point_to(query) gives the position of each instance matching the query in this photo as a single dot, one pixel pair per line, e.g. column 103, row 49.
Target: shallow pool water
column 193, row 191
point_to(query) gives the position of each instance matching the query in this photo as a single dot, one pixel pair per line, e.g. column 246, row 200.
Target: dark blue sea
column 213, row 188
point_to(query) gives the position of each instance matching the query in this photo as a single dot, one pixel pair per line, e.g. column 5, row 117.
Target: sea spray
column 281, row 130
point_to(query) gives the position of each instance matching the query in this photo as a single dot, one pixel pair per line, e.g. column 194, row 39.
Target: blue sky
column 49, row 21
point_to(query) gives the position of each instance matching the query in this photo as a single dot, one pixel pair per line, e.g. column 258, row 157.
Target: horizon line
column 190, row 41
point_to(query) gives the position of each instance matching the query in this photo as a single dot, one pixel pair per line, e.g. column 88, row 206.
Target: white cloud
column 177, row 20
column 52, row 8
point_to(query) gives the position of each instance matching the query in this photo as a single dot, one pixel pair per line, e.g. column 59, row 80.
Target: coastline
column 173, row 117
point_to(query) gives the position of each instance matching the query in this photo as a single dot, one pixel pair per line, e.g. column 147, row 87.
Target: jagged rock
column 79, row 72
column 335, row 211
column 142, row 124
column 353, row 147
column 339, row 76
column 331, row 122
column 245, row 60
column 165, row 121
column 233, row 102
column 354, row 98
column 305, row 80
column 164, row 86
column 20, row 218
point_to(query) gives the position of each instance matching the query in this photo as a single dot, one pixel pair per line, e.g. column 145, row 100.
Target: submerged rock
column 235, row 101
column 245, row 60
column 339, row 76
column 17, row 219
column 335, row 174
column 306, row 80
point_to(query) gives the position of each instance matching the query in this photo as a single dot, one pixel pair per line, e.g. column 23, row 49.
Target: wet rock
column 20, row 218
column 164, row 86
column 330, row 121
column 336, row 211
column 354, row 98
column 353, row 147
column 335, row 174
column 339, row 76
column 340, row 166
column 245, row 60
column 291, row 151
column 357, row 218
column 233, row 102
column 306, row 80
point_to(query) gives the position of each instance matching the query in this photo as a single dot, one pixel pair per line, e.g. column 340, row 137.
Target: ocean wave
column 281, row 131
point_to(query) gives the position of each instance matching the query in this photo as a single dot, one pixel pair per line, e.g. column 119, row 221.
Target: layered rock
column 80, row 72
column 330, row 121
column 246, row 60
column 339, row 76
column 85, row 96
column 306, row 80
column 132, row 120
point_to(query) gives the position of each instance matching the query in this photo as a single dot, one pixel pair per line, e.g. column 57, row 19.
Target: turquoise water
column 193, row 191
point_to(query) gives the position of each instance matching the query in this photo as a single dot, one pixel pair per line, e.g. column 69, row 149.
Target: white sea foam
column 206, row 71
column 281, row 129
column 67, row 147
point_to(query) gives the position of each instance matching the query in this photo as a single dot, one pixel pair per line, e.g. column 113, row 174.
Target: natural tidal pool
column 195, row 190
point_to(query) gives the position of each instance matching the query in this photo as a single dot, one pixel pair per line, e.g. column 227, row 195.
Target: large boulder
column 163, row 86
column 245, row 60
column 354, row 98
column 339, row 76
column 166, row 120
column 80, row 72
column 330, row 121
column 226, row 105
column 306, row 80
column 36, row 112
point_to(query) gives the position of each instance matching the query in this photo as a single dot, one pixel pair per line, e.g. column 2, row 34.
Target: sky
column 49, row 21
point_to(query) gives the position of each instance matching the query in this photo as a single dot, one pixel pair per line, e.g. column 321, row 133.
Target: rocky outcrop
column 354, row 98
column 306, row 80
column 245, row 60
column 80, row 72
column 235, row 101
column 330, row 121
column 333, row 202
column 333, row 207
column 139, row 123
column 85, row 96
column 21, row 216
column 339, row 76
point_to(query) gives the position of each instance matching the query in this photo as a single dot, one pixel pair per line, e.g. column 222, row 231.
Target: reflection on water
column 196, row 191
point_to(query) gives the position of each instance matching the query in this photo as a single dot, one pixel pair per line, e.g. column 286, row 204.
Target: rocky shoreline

◆ What the exercise asks:
From the listing above, return the lines starting at the one with "88, row 206." and ending at the one with "59, row 80.", both kept, exactly as they appear and nothing more.

◆ Final answer:
point_to(query) gives the position of each instance matching the query in this photo as a single dot, one pixel pair per line, e.g. column 88, row 206.
Target: white cloud
column 177, row 20
column 52, row 8
point_to(query) gives the position of each instance matching the query in this photo as a single dot, one pixel pair per line, e.g. column 59, row 80.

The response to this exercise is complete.